**SELECTED TEXT:**
•••
As 2013 begins, the Tory and Lib Dem plan to privatise the NHS is on schedule. The schedule is, you will remember, to sell-off so much of it by the next general election that whatever the next government do it will be impossible to get the NHS back again. Always remember that end game. If nothing else it helps to explain the mad rush to sell, and the massive cock-ups along the way.
At the moment 105 healthcare firms, including InHealth, Specsavers, and Virgin Care, have been granted “any qualified provider” status, providing a number of NHS services. Of course, each time a private firm ‘wins’ these pieces of work, the corresponding NHS service is lost. If enough NHS services are lost then that’s when you lose your hospital. You may be tempted to think that these private companies have been awarded contracts based on some excellent offer, but sadly that isn’t necessarily the case. After all, the government has told PCTs that they must put three services out to AQP. Perhaps the local NHS provider does it best? The government doesn’t care - privatisation is the agenda, and patients be damned.
You may be bored of me going on about this. Perhaps you think I’m overreacting? Well, before the Health and Social Care Act was passed I stated that it would actually kill people. Right now, at the start of 2013, we can be reasonably confident that it has killed at least two people so far. Firstly there’s Anita Mansi who died at a clinic offering NHS services but run by Carillion last year. As you can see from the article, it’s not only fragmentation of care that results from a number of different providers, but the profit motive which, in this case, meant that Carillion didn’t bother buying enough ventilators. If Anita Mansi had been in an NHS hospital offering a large number of services, the chances of equipment and trained staff being available would have been much, much higher. This is obvious, yet the whole drive of the Coalition reforms is to split services across a large number of ‘suppliers’. Will they all have the equipment and/or staff that are required in unusual circumstances? No.
It’s not just clinical services, of course. Harmoni, the private company that runs out-of-hours GP cover for 8 million people, has faced criticism after a seven week old baby died due to long waits and minimal service. Again, the incentive for Harmoni is to reduce cover to a the minimum level they contractually can. Why? The less is costs them the more they can pocket and give to their shareholders.
•••
**INFORMATION:**
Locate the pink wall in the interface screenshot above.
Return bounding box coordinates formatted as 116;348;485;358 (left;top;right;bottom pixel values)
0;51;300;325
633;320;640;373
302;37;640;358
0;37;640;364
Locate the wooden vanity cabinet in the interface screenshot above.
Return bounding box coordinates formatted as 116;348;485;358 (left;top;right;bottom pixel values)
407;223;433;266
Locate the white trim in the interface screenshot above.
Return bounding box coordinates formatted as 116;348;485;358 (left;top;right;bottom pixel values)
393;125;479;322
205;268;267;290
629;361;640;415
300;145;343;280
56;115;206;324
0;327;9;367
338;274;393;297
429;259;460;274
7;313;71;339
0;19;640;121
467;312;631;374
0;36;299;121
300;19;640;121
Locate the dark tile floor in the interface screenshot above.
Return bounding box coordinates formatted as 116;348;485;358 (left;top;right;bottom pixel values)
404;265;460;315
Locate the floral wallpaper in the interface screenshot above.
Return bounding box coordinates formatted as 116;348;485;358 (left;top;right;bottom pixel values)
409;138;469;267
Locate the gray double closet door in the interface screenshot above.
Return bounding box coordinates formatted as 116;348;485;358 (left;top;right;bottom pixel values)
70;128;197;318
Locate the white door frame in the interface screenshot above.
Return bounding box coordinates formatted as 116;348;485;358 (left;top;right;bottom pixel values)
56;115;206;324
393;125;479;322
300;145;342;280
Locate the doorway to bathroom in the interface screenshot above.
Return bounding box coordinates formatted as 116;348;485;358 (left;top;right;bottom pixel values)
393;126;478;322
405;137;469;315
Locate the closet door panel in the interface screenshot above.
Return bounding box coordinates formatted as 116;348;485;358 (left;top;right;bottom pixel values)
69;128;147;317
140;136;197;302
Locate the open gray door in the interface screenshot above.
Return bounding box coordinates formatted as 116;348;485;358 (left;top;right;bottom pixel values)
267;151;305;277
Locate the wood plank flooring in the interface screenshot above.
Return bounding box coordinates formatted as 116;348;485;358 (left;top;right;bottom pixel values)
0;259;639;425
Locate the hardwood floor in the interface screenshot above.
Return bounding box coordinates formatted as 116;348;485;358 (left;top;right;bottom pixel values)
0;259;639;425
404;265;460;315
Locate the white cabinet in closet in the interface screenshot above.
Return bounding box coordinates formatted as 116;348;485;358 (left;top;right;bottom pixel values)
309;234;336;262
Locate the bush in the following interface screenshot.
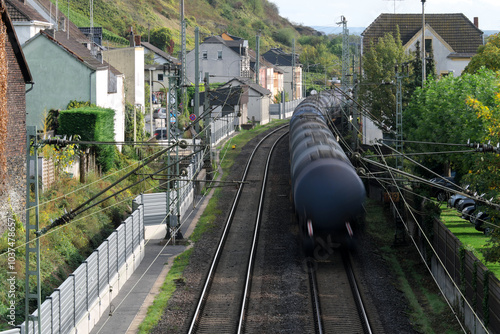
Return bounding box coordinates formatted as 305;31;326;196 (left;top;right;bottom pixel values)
57;107;116;172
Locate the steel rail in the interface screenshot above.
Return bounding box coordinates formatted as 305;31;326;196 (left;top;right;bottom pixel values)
342;252;373;334
188;124;288;334
238;132;288;334
307;261;323;334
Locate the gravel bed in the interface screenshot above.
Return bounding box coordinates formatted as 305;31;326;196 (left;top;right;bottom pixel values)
152;126;416;333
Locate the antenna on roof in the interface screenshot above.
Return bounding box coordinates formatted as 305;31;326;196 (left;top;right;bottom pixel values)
384;0;404;14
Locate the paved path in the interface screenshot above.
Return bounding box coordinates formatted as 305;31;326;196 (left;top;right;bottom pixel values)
90;192;212;334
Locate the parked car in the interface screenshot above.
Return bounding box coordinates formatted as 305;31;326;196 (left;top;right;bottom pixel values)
448;194;467;208
153;108;167;119
429;176;458;202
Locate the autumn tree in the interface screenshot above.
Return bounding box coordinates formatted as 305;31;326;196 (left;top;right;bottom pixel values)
403;69;498;175
464;33;500;74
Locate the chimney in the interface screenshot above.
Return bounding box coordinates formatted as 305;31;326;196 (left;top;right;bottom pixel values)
128;27;135;47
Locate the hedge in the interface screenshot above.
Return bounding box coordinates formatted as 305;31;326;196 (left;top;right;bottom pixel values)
57;107;116;172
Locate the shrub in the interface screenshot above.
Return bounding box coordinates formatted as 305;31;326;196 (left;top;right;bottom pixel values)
57;107;116;172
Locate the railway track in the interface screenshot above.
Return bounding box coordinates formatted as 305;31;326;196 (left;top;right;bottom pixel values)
188;126;288;333
309;251;374;334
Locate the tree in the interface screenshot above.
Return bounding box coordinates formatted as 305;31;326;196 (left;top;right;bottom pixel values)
360;29;410;128
150;27;173;53
464;33;500;74
403;69;498;176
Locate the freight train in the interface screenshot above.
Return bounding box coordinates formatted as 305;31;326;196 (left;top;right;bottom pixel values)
289;91;366;251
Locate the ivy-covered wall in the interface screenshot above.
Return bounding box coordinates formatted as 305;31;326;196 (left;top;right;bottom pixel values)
57;107;116;172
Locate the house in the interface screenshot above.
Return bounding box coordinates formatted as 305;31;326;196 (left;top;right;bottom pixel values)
5;0;52;45
141;42;181;103
23;30;126;141
102;32;145;111
221;78;272;124
248;50;284;97
200;86;248;126
262;48;302;100
0;0;33;233
361;14;484;76
141;41;180;65
186;34;251;83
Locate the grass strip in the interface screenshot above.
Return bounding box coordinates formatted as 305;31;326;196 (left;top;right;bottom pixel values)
138;120;288;334
138;248;193;334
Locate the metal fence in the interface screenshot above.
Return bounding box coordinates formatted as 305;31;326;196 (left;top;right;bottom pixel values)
210;114;239;145
432;221;500;333
13;201;144;334
269;99;304;119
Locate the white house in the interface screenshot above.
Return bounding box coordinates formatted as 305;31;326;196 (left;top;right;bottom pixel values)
361;14;484;76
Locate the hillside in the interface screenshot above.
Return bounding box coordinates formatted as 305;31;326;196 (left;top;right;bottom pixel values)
56;0;318;52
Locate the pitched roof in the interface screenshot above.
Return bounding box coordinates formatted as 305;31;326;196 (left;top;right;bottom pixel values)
225;77;271;95
248;49;283;73
141;41;180;64
0;0;33;83
203;36;248;56
262;48;299;66
5;0;48;23
30;29;109;74
25;0;90;43
361;14;483;54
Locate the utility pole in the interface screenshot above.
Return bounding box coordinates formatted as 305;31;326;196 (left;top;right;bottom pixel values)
203;72;212;179
292;38;295;101
24;126;42;334
337;16;350;93
394;64;407;170
180;0;187;112
422;0;426;88
193;27;200;134
255;35;260;85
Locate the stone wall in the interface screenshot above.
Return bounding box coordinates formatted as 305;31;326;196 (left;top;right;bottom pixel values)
0;10;26;233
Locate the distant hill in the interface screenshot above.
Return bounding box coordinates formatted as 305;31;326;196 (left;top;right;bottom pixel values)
311;26;366;36
483;30;500;37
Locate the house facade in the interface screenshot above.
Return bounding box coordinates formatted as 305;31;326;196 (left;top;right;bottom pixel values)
5;0;52;45
0;0;33;233
186;36;251;83
222;78;272;124
262;48;302;100
102;46;145;111
23;30;125;141
361;14;484;77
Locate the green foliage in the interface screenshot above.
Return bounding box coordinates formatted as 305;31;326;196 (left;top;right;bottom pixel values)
150;27;173;53
403;70;498;175
125;103;146;142
464;33;500;74
273;28;295;46
58;107;116;172
360;30;409;128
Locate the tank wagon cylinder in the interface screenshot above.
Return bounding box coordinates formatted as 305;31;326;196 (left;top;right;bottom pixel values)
289;92;365;239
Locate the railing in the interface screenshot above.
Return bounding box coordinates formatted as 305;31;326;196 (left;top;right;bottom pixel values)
9;153;203;334
269;99;304;119
19;201;144;334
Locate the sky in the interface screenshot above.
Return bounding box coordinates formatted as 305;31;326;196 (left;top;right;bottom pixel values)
269;0;500;32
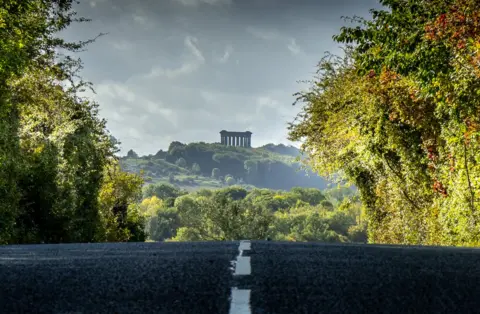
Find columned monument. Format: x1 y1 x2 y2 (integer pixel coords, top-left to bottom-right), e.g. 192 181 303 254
220 130 252 147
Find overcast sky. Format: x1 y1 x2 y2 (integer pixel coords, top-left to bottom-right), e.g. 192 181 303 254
65 0 379 155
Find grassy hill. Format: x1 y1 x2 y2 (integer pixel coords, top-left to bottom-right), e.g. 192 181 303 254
120 142 328 191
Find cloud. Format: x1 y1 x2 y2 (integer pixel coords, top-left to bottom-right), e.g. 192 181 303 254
219 45 233 63
246 26 302 55
246 26 280 40
147 36 205 78
287 38 302 55
111 39 133 51
173 0 232 6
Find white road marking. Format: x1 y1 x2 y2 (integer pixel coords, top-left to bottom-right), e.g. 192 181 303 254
230 240 252 314
234 256 252 275
238 241 251 251
230 288 252 314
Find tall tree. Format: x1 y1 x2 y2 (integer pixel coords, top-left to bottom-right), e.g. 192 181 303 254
290 0 480 245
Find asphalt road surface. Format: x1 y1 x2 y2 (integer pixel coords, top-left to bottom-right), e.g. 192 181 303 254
0 241 480 314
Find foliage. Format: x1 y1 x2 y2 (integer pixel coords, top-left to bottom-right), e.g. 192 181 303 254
290 0 480 245
140 186 366 242
0 0 143 244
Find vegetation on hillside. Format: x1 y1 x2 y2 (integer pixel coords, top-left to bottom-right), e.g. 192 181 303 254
120 142 327 190
134 184 367 242
290 0 480 245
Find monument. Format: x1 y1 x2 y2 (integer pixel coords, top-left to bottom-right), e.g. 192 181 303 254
220 130 252 147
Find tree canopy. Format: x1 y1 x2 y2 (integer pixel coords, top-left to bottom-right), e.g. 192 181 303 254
290 0 480 245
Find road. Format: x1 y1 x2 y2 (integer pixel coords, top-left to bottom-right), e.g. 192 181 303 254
0 241 480 314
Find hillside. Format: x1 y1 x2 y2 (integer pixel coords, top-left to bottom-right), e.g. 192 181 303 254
120 142 328 191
•••
**EXERCISE DETAILS:**
Summarize the text above on NHS privatisation in two sentences.

**ANSWER SECTION:**
The text argues that the Tory and Lib Dem plan is to sell off so much of the NHS by the next general election that it cannot be won back, and notes that 105 healthcare firms now hold "any qualified provider" status, each contract win costing a corresponding NHS service. It claims the Health and Social Care Act has already killed at least two people: Anita Mansi, who died at a Carillion-run clinic that had not bought enough ventilators, and a seven-week-old baby who died after long waits under Harmoni's out-of-hours GP cover.